TO BE DONE:
1. Answer these questions from the court opinion:
(a) Which circuit judges heard the appeal?
(b) Which section of the Bankruptcy Code did the district court rely on in affirming the bankruptcy court?
(c) Under what standard does the appeals court review a bankruptcy court's determination of attorney's fees?
2. Pick up the court opinion on attorney's fees after its last sentence and keep writing in the same legal style.

DOCUMENT:
United States Court of Appeals, Sixth Circuit.
Nov. 27, 1996.

Before:  KRUPANSKY, DAUGHTREY and MOORE, Circuit Judges.
PER CURIAM.

1
This pro se appeal is brought by Willie E. Peale, the debtor's attorney in a bankruptcy action, for attorney's fees.  The bankruptcy court found that Peale's legal service did not benefit the debtor or the estate and denied relief.  Although the district court misapplied the Bankruptcy Code to Peale's claim, and the bankruptcy court's order was silent as to which section of the Code applied, we conclude that the error was harmless.  Because we further conclude that none of the other arguments asserted by Peale has any merit, given the broad discretion afforded to bankruptcy courts when determining attorney's fees, we affirm the district court's judgment.

2
The facts at this stage of the litigation are not generally in dispute and are adequately stated in the district court's order.  Upon appeal from the district court, "this court directly and independently reviews the bankruptcy court's decision," applying a de novo standard to its legal conclusions.  Michel v. Eagle-Picher Inc., (In Re Eagle-Picher Indus. Inc.), 999 F.2d 969, 972 (6th Cir.1993).  We review a bankruptcy court's determination of attorney's fees for an abuse of discretion.  Electro-Wire Products, Inc. v. Sinote & Permutt, P.C., (In re Prince), 40 F.3d 356, 359 (11th Cir.1994);  Anderson v. Anderson (In Re Anderson), 936 F.2d 199, 203 (5th Cir.1991).

3
In its order denying attorney's fees, the bankruptcy court did not cite a specific section of the Bankruptcy Code in support of its decision.  However, the district court affirmed the bankruptcy court's decision relying on 11 U.S.C. § 327, which governs professionals employed by the trustee for the benefit of the estate.  We conclude that reliance on this section cannot be sustained, because it applies specifically to attorneys hired by a trustee and not by the debtor, as occurred in this case.

4
Although a debtor in a Chapter 7 action does not need court approval to hire an attorney, In re Pine Valley Mach., Inc., 172 B.R. 481, 486 (Bankr.D.Mass.1994);  In re Corbi, 149 B.R. 325, 332 (Bankr.E.D.N.Y.1993), the code does impose some limitations on the compensation of an attorney, including compensation for pre-bankruptcy services.  Under U.S.C. § 502, governing allowance of claims, "the court, after notice and a hearing, shall determine the amount of such claim in lawful currency of the United States as of the date of the filing of the petition, and shall allow such claim in such amount, except to the extent that ... (4) if such claim is for services of an insider or attorney of the debtor, such claim exceeds the reasonable value of such services."  11 U.S.C. § 502(b)(4).  Furthermore, a debtor's attorney must still file a statement with the court regarding compensation paid or that agreed to be paid, pursuant to 11 U.S.C. § 329, which strongly disfavors compensation of attorney's fees from estate assets in Chapter 7 petitions.  In re Friedland, 182 B.R. 576, 579-80 (Bankr.D.Colo.1995);  In re Dawson, 180 B.R. 478, 479 (Bankr.E.D.Tex.1994).  Instead, in Chapter 7 bankruptcy petitions, a "debtor's attorney must look to the debtor's exempt property and post-petition earnings to be compensated for his services."  In re Holden, 101 B.R. 573, 577 (Bankr.N.D.Iowa 1989) (citing In re Leff, 88 B.R. 105, 109 (Bankr.N.D.Tex.1988)).

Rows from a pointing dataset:

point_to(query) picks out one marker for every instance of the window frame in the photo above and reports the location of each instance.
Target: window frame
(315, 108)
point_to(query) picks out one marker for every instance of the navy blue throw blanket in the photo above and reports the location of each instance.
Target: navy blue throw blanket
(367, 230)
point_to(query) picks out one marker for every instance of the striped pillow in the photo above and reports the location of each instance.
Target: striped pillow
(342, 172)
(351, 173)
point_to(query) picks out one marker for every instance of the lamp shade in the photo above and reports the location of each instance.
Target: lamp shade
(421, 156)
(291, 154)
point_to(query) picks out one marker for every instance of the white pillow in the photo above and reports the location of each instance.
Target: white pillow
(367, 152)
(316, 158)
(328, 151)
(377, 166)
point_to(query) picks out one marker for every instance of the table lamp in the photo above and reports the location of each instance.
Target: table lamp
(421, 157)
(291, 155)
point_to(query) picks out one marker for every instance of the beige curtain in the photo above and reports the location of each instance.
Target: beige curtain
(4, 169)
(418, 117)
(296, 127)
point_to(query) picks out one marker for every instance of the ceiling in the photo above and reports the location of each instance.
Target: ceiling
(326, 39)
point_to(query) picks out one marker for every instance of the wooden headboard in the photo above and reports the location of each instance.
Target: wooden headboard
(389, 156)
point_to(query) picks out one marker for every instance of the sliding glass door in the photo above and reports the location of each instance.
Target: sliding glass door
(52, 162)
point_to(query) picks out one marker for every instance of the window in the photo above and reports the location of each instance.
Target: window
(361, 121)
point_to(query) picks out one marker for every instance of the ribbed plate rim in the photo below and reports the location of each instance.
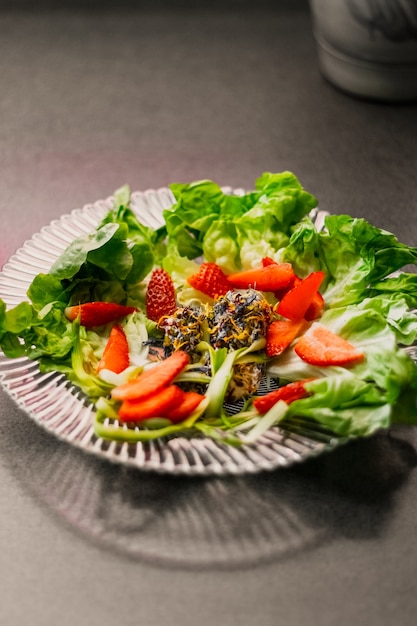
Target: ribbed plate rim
(61, 409)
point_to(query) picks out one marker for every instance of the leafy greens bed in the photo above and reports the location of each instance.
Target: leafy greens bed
(161, 327)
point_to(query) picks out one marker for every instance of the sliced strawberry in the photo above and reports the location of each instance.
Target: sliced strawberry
(296, 301)
(210, 280)
(159, 404)
(190, 402)
(289, 393)
(160, 295)
(97, 313)
(268, 261)
(320, 346)
(153, 380)
(280, 334)
(270, 277)
(116, 353)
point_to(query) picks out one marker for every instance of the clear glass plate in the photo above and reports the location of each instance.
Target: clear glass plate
(60, 407)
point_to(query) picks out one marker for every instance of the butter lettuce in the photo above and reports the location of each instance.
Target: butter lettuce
(236, 231)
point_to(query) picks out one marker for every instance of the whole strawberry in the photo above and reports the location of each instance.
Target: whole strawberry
(210, 280)
(160, 295)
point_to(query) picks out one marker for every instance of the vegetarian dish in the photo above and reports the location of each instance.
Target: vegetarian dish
(234, 316)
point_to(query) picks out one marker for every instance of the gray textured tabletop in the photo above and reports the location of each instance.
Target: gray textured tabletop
(91, 100)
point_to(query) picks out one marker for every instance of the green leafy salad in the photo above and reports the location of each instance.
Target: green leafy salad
(237, 314)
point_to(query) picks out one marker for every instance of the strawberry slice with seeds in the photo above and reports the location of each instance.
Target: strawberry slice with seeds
(116, 353)
(280, 334)
(268, 261)
(190, 402)
(159, 404)
(295, 303)
(320, 346)
(154, 379)
(289, 393)
(210, 280)
(160, 295)
(270, 277)
(97, 313)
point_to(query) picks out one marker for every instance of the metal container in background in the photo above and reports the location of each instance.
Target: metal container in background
(368, 48)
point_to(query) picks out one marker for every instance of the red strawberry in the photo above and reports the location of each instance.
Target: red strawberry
(296, 301)
(270, 277)
(280, 334)
(116, 353)
(320, 346)
(159, 404)
(153, 380)
(268, 261)
(160, 295)
(210, 280)
(289, 393)
(97, 313)
(189, 403)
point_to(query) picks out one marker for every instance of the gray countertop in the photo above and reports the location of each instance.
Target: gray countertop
(94, 99)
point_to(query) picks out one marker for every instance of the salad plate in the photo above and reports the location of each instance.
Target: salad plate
(61, 408)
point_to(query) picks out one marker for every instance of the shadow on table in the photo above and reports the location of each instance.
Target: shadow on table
(228, 522)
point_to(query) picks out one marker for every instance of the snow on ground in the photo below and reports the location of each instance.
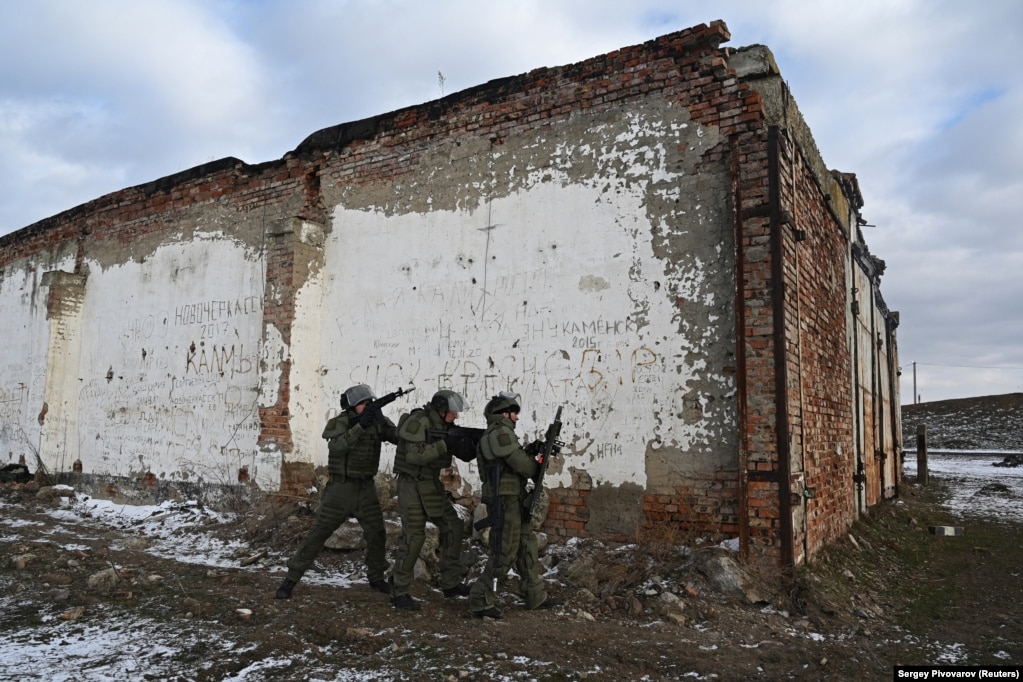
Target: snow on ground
(976, 486)
(105, 647)
(102, 650)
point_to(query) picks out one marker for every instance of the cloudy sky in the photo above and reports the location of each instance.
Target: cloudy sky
(922, 99)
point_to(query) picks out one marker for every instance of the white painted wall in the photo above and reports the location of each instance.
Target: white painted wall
(170, 365)
(23, 360)
(546, 291)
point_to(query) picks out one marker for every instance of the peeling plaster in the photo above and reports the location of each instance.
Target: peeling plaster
(578, 267)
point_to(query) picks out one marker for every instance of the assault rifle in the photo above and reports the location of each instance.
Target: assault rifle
(460, 441)
(550, 447)
(375, 408)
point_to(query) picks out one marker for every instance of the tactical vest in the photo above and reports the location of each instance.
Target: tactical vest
(412, 428)
(499, 445)
(360, 459)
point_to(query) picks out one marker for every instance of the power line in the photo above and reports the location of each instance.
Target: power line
(938, 364)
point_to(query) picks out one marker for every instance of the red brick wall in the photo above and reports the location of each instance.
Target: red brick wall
(686, 67)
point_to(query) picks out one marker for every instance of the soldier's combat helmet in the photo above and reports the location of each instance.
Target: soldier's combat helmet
(502, 402)
(356, 395)
(448, 401)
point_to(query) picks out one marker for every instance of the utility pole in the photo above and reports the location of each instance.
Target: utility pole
(916, 396)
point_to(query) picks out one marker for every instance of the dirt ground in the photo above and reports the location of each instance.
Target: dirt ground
(890, 592)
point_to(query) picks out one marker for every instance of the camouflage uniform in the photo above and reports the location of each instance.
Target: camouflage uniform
(353, 461)
(418, 460)
(499, 450)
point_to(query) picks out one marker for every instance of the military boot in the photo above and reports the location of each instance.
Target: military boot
(284, 591)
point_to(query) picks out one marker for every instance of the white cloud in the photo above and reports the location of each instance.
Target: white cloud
(920, 98)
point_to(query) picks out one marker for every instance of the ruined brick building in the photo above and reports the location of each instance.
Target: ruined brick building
(649, 238)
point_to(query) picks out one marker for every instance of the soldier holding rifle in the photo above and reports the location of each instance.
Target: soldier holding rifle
(354, 440)
(504, 468)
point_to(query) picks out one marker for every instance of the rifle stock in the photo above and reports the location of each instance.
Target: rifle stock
(377, 405)
(550, 446)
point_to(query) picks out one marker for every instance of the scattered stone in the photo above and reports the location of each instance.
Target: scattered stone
(945, 530)
(677, 619)
(23, 560)
(104, 580)
(359, 632)
(74, 614)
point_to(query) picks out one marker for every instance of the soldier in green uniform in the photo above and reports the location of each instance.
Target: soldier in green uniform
(504, 468)
(354, 439)
(420, 455)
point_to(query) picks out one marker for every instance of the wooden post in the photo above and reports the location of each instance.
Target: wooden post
(922, 454)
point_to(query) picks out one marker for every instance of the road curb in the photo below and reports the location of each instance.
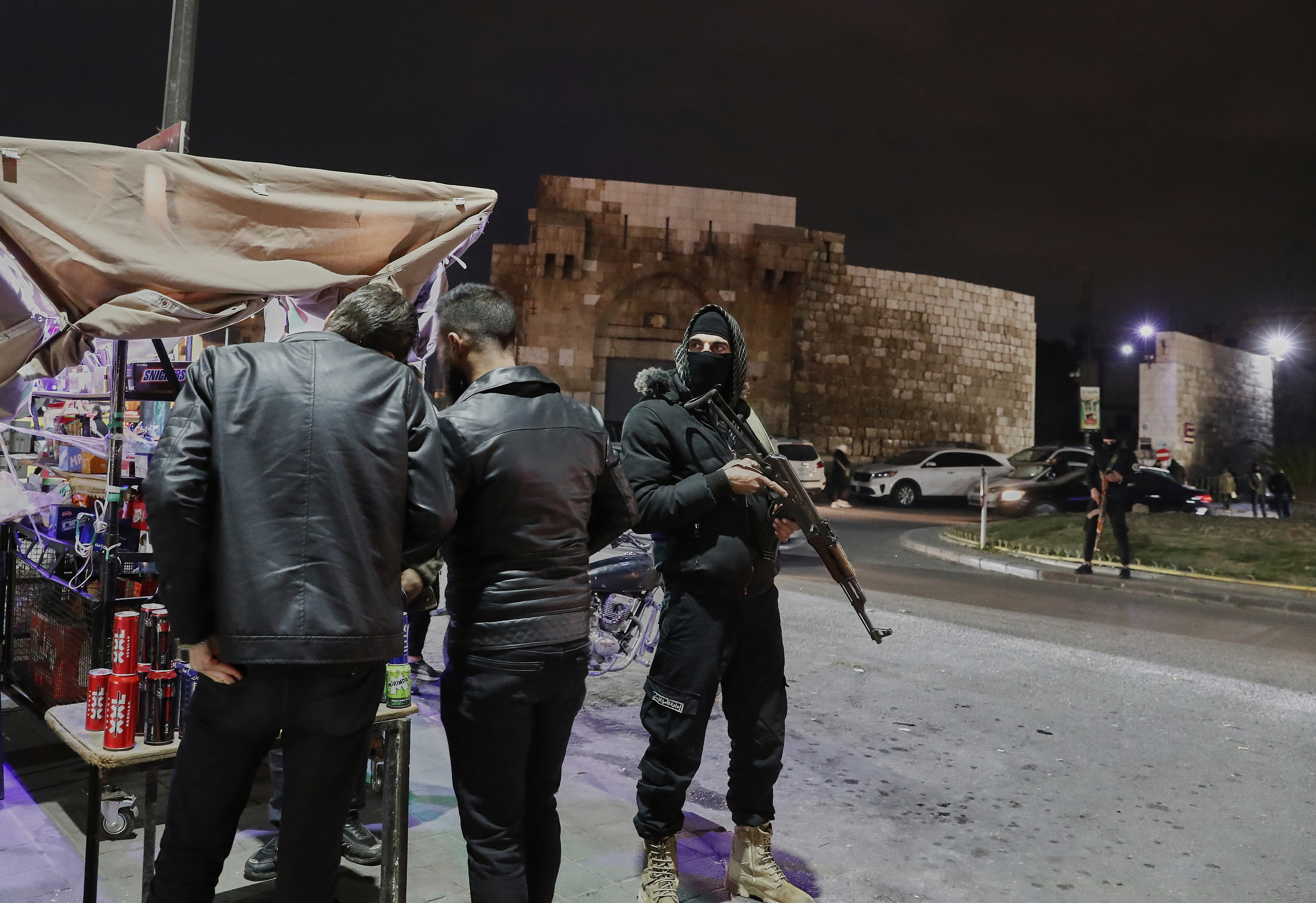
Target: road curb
(1177, 588)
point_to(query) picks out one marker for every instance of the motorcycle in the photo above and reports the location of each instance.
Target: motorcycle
(628, 595)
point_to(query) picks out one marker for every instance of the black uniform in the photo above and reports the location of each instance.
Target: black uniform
(1106, 460)
(537, 490)
(720, 622)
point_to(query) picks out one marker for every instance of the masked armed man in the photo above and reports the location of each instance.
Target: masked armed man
(720, 623)
(1115, 463)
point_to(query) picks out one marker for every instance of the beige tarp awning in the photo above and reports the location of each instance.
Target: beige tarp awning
(139, 244)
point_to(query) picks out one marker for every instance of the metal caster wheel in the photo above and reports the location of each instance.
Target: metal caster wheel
(119, 816)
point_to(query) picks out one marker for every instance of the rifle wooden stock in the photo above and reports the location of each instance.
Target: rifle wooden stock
(797, 505)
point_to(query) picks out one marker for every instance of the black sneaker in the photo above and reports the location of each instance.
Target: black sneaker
(423, 672)
(263, 864)
(359, 844)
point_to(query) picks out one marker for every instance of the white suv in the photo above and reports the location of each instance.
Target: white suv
(927, 472)
(806, 461)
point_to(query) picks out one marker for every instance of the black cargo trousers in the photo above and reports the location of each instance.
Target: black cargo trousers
(711, 637)
(1116, 507)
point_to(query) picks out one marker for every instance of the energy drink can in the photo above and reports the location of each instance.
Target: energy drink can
(140, 712)
(123, 652)
(147, 640)
(161, 658)
(160, 707)
(398, 685)
(98, 686)
(183, 693)
(120, 707)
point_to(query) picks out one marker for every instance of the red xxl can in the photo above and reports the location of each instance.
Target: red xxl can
(98, 688)
(120, 707)
(123, 652)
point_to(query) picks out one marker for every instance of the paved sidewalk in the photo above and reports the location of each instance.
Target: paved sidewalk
(931, 541)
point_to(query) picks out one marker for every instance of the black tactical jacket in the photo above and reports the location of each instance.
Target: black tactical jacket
(293, 484)
(537, 491)
(1107, 458)
(705, 532)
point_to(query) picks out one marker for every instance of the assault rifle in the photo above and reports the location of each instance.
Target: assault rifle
(796, 506)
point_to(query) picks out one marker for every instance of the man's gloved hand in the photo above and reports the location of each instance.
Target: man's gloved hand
(413, 583)
(204, 661)
(747, 478)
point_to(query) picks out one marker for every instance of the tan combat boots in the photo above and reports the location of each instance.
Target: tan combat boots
(658, 877)
(753, 872)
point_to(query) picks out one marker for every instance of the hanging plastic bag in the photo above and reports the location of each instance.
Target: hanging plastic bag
(15, 499)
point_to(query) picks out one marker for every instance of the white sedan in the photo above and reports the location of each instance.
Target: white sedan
(927, 472)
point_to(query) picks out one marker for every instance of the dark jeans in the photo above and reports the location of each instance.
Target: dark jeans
(710, 639)
(1283, 505)
(508, 719)
(324, 712)
(1259, 501)
(359, 789)
(1116, 506)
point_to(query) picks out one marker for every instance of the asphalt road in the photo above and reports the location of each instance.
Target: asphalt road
(1019, 740)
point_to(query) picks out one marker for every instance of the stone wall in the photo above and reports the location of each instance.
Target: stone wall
(1224, 393)
(614, 270)
(890, 361)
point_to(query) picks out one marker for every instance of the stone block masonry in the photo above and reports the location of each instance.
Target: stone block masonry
(1210, 404)
(886, 361)
(890, 361)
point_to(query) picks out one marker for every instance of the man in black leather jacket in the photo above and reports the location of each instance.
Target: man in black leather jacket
(1115, 463)
(537, 491)
(291, 485)
(720, 626)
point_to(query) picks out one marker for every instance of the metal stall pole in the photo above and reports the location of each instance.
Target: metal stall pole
(114, 499)
(91, 865)
(397, 793)
(982, 515)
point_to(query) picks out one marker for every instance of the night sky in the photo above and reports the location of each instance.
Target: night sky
(1168, 149)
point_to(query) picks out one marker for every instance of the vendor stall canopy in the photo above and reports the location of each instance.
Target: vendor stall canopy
(119, 242)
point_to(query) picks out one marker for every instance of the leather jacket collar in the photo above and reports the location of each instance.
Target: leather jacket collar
(506, 377)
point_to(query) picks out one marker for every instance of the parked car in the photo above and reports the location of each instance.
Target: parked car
(1049, 489)
(806, 460)
(1073, 456)
(927, 472)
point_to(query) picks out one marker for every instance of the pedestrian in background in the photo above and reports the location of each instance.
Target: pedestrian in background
(1115, 464)
(839, 478)
(537, 491)
(1228, 489)
(293, 484)
(1282, 489)
(1257, 490)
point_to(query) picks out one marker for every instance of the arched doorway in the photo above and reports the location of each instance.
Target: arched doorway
(640, 329)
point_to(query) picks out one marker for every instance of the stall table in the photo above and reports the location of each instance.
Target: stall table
(68, 723)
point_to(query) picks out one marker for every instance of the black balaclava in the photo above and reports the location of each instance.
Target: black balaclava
(710, 371)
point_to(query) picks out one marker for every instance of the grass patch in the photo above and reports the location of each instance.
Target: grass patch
(1272, 551)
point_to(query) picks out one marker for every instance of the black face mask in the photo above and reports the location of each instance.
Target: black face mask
(455, 383)
(709, 371)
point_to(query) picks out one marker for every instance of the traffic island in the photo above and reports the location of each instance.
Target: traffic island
(1052, 562)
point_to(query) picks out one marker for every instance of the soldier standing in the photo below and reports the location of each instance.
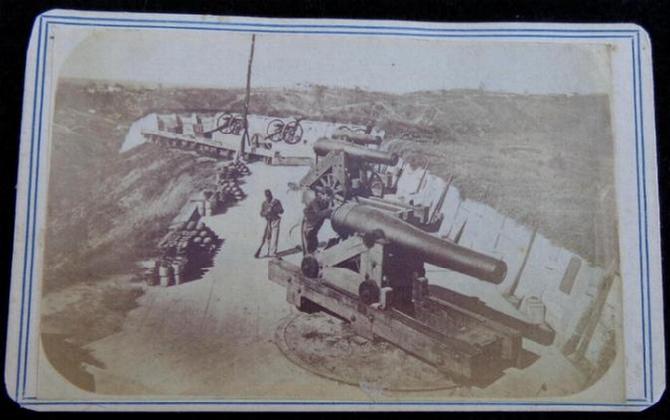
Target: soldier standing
(271, 210)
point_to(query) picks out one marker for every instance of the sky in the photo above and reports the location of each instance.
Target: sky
(386, 64)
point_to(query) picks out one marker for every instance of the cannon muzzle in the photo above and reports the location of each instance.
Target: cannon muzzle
(359, 218)
(358, 138)
(324, 146)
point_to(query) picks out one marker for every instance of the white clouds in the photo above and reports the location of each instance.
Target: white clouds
(392, 64)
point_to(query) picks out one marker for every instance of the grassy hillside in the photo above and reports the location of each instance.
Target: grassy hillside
(543, 160)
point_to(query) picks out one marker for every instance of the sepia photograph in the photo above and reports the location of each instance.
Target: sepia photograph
(319, 216)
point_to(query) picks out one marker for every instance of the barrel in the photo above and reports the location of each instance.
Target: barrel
(359, 218)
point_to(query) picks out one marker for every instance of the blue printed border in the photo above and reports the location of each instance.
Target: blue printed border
(36, 141)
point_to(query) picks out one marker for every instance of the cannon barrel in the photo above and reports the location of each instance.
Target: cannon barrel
(324, 146)
(358, 138)
(359, 218)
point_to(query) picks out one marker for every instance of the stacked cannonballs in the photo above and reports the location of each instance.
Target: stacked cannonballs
(184, 246)
(242, 168)
(228, 188)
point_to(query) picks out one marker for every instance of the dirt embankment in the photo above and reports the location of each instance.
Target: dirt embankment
(540, 159)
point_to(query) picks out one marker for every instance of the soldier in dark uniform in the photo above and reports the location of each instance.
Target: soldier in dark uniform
(315, 213)
(271, 210)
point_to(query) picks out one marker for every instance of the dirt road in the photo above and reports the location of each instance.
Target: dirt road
(213, 336)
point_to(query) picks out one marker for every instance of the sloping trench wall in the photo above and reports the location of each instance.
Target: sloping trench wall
(577, 295)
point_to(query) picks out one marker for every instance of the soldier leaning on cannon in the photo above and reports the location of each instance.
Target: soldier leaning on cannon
(271, 210)
(315, 213)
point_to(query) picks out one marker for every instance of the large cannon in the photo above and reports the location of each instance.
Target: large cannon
(361, 219)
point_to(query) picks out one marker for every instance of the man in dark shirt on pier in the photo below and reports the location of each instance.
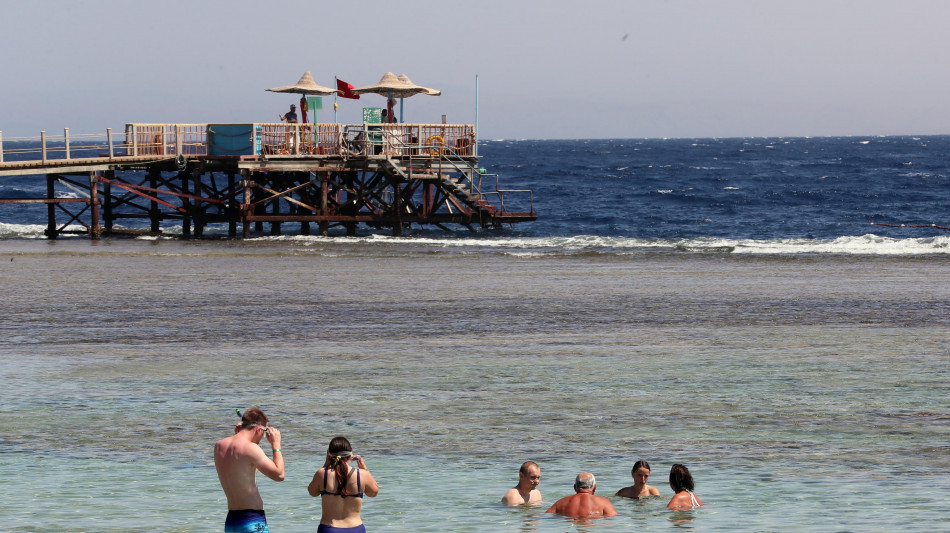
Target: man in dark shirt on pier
(291, 116)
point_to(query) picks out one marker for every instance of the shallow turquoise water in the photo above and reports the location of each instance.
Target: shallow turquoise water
(803, 392)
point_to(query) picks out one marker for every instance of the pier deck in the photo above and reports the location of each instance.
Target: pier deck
(252, 175)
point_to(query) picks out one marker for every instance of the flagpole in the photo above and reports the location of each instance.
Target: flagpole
(476, 115)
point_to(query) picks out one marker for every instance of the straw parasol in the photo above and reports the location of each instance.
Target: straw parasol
(305, 85)
(425, 90)
(392, 87)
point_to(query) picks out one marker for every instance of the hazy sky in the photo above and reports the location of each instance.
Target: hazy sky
(546, 69)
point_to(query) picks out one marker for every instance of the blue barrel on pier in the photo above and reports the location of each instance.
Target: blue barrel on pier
(234, 139)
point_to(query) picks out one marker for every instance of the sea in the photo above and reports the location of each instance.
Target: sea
(774, 313)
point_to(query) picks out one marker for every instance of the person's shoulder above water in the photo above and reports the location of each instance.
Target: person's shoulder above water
(584, 504)
(681, 481)
(526, 491)
(640, 473)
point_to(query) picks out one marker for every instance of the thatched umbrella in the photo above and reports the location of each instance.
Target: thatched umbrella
(304, 86)
(392, 87)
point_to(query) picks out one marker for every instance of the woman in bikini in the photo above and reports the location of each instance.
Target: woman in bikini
(681, 481)
(341, 489)
(639, 489)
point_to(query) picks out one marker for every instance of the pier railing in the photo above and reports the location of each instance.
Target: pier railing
(260, 139)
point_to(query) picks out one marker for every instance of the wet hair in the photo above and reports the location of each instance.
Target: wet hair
(584, 481)
(526, 465)
(680, 478)
(638, 465)
(253, 417)
(338, 458)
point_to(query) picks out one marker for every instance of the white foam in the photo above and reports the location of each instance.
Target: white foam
(868, 244)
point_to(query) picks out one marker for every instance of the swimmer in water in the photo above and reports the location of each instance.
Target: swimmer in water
(527, 489)
(639, 489)
(681, 481)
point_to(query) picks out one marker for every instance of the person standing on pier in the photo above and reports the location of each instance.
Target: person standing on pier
(237, 459)
(291, 116)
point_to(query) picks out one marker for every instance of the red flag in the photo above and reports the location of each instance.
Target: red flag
(346, 90)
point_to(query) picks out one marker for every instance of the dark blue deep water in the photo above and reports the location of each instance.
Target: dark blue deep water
(754, 188)
(763, 190)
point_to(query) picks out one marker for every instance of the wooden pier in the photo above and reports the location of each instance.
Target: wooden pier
(254, 176)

RESPONSES TO THE TASKS:
1.
(a) Krupansky, Daughtrey and Moore.
(b) 11 U.S.C. § 327.
(c) Abuse of discretion.

2.
5
Peale claims that the record in this case clearly establishes that the estate benefited from his legal services.  He cites a lawsuit filed in Kentucky state courts, which he claims brought about changes in substantive state law regarding a father's inheritance rights to the wrongful death proceeds of his illegitimate child.  In addition, Peale lists his efforts on the father's behalf to obtain a share of these proceeds.  He further maintains that the bankruptcy court's denial of attorney's fees, including those charged for pre-petition services, violates this court's decision in Cle-Ware Indus., Inc. v. Sokolsky (In re Cle-Ware Indus., Inc.), 493 F.2d 863 (6th Cir.), cert. denied, 419 U.S. 829 (1984).  In that case, there were several debtor corporations, which were subsidiaries of the debtor-in-possession, Cle-Ware Corporation.  A distinct local rule in the Northern District of Ohio required separate counsel for both the debtor-in-possession and the debtor.  Therefore, the bankruptcy judge appointed counsel for the debtor-in-possession as well as the debtor.  Id. at 865-67.   We concluded that the bankruptcy court erred in permitting the debtors to retain attorneys.  Id. at 871.   Despite this error, this court determined that all the attorneys should receive reasonable compensation for their services, provided they were not compensated for duplicative services.  Id. at 879.   Significantly, however, the Cle-Ware decision does not obligate a bankruptcy court to allow attorney's fees as a matter of right and, thus, is not controlling on the question now before us.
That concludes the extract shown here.